| EXERCISE DETAILS |
The output should match, line for line, the records from the line containing "Give the mask of the security" through the line containing "121], [410, 145]]]", with every picture left out.

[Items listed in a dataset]
──────────

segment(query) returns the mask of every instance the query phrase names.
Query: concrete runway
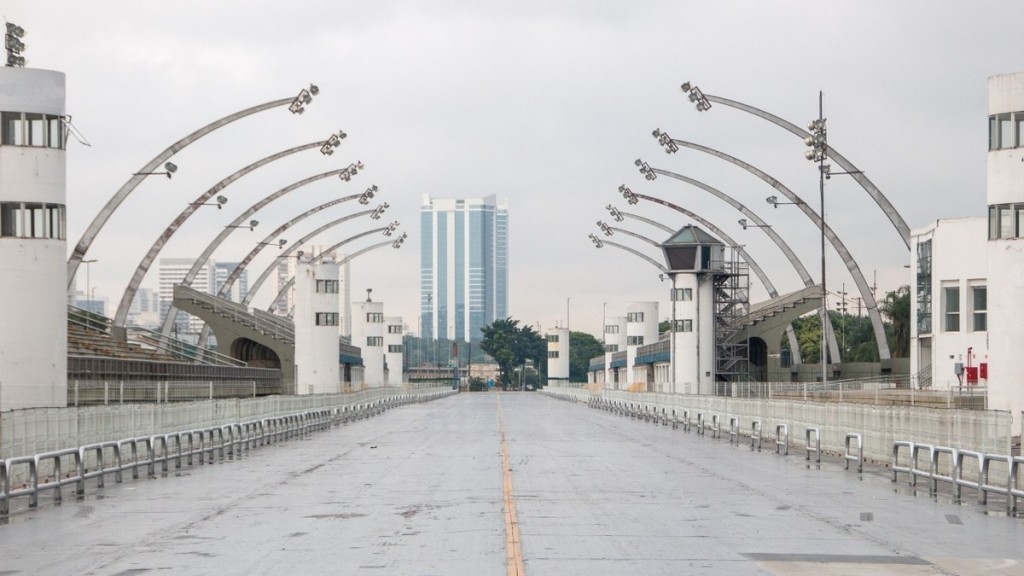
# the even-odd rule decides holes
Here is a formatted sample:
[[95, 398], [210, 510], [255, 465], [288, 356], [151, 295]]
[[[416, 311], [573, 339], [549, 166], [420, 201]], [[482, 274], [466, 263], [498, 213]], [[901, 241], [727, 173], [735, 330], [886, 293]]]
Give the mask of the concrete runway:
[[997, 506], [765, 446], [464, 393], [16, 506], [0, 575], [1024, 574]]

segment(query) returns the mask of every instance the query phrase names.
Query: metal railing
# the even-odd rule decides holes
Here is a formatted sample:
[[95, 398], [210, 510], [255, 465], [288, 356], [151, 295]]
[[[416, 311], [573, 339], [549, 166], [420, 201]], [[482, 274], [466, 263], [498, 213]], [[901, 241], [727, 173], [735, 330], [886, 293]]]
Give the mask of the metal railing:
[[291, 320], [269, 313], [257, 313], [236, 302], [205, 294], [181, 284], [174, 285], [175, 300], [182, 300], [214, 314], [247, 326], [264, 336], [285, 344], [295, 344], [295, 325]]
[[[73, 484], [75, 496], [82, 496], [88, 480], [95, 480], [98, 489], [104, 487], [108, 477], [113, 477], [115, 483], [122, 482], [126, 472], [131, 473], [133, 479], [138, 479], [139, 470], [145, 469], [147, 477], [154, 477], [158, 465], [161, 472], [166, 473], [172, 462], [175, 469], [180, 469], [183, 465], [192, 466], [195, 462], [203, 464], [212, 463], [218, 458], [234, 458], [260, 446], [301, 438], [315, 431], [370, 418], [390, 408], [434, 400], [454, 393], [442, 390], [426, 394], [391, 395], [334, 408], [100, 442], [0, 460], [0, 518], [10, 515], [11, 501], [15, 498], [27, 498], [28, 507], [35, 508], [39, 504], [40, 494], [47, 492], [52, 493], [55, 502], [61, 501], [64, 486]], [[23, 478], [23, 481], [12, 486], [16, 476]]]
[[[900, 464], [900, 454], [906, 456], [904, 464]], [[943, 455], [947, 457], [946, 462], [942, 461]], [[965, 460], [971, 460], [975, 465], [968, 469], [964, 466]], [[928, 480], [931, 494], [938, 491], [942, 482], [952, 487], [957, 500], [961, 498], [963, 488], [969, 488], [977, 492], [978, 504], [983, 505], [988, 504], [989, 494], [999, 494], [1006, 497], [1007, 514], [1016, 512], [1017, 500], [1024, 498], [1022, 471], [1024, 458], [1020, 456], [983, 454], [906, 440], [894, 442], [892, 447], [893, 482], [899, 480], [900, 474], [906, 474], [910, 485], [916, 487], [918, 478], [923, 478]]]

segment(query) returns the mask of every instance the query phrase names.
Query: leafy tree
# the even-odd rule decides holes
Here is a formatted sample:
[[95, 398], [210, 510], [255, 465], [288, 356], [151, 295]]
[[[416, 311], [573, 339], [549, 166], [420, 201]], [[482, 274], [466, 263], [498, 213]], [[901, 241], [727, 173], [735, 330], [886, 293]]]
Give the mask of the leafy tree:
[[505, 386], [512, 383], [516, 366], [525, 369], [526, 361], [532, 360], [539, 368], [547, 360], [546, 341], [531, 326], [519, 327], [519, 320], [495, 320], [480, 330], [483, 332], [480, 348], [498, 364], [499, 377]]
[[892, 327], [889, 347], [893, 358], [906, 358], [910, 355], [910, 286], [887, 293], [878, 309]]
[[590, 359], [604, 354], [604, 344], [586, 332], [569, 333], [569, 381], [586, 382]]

──────────

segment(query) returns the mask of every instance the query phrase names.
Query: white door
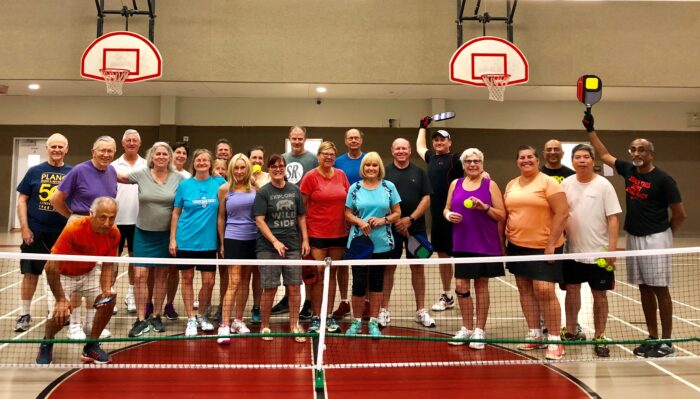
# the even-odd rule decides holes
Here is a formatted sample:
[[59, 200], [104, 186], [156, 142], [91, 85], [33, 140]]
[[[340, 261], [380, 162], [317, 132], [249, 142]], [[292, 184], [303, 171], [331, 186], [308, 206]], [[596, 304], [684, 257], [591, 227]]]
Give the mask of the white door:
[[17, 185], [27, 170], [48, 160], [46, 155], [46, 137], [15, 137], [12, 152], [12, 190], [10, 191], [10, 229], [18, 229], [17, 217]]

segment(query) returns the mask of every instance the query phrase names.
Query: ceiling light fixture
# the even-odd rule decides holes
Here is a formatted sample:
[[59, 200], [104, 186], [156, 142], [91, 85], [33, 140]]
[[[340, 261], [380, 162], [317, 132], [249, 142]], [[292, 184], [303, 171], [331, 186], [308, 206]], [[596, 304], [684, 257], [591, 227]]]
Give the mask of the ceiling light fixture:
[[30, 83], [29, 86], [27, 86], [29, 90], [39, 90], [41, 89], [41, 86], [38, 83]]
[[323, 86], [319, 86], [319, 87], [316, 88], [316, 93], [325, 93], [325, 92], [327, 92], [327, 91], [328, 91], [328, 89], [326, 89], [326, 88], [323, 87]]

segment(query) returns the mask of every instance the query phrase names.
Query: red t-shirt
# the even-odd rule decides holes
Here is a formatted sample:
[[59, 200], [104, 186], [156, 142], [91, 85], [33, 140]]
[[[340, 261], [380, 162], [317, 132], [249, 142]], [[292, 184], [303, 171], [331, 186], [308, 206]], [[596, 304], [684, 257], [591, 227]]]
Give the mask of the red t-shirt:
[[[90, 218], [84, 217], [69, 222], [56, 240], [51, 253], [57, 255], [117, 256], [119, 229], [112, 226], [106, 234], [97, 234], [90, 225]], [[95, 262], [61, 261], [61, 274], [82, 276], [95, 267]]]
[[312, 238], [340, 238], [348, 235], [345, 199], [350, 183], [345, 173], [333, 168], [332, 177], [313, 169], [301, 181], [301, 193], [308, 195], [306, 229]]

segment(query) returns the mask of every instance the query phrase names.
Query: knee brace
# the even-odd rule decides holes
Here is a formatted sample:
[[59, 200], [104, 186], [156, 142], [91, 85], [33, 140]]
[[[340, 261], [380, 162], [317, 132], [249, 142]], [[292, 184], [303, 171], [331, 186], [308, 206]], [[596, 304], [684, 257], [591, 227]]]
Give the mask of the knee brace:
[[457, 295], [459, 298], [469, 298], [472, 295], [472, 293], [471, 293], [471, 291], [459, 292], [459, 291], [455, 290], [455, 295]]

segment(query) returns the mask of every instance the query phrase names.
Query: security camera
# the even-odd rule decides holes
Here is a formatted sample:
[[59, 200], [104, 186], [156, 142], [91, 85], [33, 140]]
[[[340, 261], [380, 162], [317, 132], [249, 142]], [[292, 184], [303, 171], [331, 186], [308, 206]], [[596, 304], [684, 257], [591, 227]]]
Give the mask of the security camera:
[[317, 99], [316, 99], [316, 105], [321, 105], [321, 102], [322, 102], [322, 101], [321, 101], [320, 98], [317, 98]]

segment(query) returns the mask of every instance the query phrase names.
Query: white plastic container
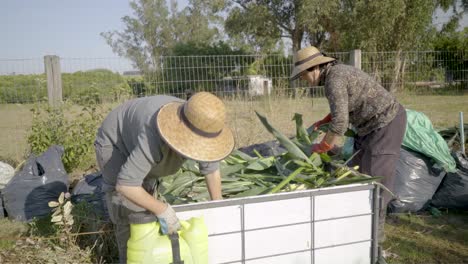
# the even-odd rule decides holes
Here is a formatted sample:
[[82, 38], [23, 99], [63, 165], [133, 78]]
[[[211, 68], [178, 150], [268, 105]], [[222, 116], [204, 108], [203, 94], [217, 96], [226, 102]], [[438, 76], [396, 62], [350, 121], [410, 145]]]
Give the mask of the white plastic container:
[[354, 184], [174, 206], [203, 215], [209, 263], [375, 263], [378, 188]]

──────────

| SOLUTION FOR THIS EXERCISE |
Give the mask of the security camera:
[[317, 99], [316, 99], [316, 105], [321, 105], [321, 102], [322, 102], [322, 101], [321, 101], [320, 98], [317, 98]]

segment(query) returns the mask of every instance the query phrase names.
Query: white plastic container
# the even-odd rule decides holes
Here is a formatted sample:
[[82, 38], [23, 99], [63, 165], [133, 78]]
[[[211, 68], [178, 150], [268, 105]], [[222, 116], [204, 108], [203, 94], [217, 96], [226, 102]], [[438, 76], [396, 62], [350, 121], [410, 145]]]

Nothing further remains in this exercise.